┌──
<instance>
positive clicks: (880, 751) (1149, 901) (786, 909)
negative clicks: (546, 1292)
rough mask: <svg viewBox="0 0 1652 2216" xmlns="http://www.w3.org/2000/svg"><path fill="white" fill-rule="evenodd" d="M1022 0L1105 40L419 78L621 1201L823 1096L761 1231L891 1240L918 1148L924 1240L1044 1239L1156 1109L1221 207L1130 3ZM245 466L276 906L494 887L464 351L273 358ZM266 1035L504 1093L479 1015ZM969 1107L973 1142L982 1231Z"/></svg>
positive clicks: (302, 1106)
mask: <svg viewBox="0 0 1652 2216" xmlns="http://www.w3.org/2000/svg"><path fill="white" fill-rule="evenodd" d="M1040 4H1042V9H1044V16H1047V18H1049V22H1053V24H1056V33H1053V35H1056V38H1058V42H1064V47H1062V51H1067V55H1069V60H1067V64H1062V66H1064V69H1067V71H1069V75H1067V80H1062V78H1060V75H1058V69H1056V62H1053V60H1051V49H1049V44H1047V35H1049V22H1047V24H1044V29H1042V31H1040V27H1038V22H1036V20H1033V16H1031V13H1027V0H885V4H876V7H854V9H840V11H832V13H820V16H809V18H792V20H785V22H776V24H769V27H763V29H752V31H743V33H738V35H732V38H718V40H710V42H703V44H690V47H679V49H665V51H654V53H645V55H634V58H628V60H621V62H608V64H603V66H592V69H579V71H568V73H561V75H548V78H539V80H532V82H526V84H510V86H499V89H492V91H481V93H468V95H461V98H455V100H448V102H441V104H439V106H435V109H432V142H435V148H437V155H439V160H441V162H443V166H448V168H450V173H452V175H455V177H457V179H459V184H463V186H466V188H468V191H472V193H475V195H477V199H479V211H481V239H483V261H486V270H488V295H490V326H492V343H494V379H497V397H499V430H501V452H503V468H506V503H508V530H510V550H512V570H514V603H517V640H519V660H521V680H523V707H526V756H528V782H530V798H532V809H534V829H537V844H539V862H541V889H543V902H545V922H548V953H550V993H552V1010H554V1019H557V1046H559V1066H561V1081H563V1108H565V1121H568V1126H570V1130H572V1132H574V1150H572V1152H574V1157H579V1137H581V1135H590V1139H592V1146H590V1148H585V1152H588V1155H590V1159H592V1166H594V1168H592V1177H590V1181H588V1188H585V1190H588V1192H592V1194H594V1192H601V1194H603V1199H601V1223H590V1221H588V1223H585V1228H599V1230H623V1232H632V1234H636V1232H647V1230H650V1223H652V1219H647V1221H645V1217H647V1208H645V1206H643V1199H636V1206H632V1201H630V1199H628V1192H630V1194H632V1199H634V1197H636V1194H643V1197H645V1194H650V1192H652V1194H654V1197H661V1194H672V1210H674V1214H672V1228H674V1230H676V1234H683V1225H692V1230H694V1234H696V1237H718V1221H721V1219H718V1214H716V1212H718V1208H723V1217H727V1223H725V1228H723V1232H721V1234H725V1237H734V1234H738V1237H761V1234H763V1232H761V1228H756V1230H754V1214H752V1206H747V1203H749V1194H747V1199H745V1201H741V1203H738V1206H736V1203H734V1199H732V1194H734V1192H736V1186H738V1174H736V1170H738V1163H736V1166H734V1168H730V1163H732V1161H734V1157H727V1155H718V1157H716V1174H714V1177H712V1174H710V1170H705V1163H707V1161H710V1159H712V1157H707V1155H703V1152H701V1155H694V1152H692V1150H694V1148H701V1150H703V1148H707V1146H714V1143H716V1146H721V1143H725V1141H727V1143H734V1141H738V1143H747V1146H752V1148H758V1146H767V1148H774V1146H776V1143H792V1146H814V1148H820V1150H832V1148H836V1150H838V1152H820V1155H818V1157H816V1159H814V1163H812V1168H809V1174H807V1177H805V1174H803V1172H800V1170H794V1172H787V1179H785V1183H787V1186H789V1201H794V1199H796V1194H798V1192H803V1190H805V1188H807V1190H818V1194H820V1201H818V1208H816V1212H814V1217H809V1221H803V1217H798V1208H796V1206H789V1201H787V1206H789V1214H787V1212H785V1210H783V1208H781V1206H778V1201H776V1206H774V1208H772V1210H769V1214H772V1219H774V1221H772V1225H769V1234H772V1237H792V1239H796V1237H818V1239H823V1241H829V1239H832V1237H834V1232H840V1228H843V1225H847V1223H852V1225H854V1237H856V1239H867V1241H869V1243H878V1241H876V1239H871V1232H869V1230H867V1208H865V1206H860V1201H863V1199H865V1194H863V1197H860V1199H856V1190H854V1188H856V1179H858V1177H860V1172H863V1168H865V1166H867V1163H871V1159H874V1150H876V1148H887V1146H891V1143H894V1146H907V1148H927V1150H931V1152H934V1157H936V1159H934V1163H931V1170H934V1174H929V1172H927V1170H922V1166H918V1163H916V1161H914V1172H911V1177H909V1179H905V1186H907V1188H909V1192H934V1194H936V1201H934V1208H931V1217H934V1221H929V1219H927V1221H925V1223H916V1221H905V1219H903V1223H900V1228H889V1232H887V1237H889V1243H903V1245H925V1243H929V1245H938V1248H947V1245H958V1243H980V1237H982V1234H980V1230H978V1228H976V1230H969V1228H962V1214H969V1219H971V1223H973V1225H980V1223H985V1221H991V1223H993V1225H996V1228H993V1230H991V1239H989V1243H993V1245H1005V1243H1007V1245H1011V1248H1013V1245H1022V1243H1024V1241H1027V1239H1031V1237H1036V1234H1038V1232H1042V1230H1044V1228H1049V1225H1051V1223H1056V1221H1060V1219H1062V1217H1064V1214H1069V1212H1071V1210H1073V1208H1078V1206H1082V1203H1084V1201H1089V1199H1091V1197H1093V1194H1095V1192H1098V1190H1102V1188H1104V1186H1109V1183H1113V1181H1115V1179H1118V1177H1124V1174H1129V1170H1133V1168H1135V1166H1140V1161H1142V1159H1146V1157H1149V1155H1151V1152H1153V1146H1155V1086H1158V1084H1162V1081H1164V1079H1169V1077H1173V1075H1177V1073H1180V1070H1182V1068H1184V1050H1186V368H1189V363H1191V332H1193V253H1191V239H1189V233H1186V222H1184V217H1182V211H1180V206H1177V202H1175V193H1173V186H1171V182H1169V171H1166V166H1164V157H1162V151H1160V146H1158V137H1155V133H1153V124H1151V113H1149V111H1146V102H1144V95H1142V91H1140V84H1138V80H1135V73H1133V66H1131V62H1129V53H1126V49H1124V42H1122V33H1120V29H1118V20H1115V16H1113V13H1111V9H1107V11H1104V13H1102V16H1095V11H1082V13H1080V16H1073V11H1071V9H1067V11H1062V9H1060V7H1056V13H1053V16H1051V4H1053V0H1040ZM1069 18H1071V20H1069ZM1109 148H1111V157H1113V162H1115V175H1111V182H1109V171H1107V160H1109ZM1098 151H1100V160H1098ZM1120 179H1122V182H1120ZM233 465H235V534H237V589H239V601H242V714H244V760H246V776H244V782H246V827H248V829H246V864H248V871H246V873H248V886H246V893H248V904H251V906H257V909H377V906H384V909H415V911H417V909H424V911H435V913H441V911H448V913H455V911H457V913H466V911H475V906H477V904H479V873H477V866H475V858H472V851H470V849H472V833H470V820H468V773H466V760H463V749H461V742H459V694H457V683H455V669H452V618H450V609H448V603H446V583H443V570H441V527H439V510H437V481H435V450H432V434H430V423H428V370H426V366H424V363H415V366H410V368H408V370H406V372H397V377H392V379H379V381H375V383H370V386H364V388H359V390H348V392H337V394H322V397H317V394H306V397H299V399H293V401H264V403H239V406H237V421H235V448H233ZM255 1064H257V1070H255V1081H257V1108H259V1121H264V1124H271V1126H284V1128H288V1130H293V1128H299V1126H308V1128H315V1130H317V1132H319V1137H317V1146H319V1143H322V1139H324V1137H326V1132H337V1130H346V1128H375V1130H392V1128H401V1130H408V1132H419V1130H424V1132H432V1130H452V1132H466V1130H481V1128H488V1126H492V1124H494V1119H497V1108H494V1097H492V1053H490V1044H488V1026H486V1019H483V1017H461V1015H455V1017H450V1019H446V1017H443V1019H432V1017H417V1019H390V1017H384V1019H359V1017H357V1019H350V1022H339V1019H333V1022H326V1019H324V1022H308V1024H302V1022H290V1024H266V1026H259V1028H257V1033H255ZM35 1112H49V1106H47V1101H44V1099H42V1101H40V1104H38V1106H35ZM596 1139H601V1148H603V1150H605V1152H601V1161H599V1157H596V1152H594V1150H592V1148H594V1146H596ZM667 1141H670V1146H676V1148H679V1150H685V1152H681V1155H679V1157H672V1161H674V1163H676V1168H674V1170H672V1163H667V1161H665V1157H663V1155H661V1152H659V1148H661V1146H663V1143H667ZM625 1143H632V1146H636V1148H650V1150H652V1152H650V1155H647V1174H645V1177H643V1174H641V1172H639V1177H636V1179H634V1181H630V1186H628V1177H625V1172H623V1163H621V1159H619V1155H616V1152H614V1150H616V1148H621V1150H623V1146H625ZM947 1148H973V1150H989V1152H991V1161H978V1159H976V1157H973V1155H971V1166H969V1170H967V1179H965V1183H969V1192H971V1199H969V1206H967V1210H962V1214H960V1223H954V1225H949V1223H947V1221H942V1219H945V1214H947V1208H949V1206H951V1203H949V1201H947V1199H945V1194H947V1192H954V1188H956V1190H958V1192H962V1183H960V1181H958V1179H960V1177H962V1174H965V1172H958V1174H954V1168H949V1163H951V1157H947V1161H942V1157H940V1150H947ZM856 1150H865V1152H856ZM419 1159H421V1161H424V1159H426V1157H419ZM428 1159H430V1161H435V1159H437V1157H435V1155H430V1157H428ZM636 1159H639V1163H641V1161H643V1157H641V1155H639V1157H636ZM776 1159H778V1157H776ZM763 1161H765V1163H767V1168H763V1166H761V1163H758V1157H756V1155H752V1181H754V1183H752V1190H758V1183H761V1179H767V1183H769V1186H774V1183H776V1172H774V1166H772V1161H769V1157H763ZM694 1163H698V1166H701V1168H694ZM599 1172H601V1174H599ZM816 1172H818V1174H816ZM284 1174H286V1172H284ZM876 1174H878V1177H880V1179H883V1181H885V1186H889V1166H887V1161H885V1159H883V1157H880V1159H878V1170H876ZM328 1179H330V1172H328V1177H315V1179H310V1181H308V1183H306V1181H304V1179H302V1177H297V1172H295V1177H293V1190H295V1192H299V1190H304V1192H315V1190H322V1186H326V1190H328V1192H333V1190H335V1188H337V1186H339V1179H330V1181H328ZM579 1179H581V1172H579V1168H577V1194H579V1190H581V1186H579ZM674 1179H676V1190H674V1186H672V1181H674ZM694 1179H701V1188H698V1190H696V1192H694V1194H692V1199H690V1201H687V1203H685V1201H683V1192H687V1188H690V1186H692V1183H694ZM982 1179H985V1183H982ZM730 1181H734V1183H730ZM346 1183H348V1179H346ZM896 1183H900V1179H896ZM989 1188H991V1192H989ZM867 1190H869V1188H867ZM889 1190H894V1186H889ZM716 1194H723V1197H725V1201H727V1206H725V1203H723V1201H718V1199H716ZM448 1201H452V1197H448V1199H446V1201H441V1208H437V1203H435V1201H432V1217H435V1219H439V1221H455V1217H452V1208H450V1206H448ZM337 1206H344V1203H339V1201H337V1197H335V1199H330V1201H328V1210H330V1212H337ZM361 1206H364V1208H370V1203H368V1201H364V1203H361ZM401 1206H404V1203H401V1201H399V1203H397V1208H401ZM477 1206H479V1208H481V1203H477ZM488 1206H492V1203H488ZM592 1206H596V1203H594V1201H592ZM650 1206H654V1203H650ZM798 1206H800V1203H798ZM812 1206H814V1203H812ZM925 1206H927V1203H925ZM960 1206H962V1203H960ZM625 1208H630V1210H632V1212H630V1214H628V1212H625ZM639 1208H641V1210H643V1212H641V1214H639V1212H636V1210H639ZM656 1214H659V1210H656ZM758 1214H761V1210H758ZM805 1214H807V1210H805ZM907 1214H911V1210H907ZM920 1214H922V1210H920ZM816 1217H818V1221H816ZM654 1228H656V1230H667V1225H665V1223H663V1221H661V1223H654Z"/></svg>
└──
▶ **Exercise directions**
Only the lines from the first line of the records through the line with "rough mask: <svg" should be reproduced, exactly and with nothing added.

▶ **Output for this task**
<instance>
positive clicks: (880, 751) (1149, 901) (786, 909)
negative clicks: (546, 1292)
rough mask: <svg viewBox="0 0 1652 2216" xmlns="http://www.w3.org/2000/svg"><path fill="white" fill-rule="evenodd" d="M1022 0L1105 40L419 78L621 1201L823 1096L761 1231L891 1240L918 1148L924 1240L1044 1239L1156 1109L1221 207L1130 3ZM245 466L276 906L494 887L464 351L273 358ZM266 1035L504 1093L479 1015ZM969 1107L973 1142L982 1231Z"/></svg>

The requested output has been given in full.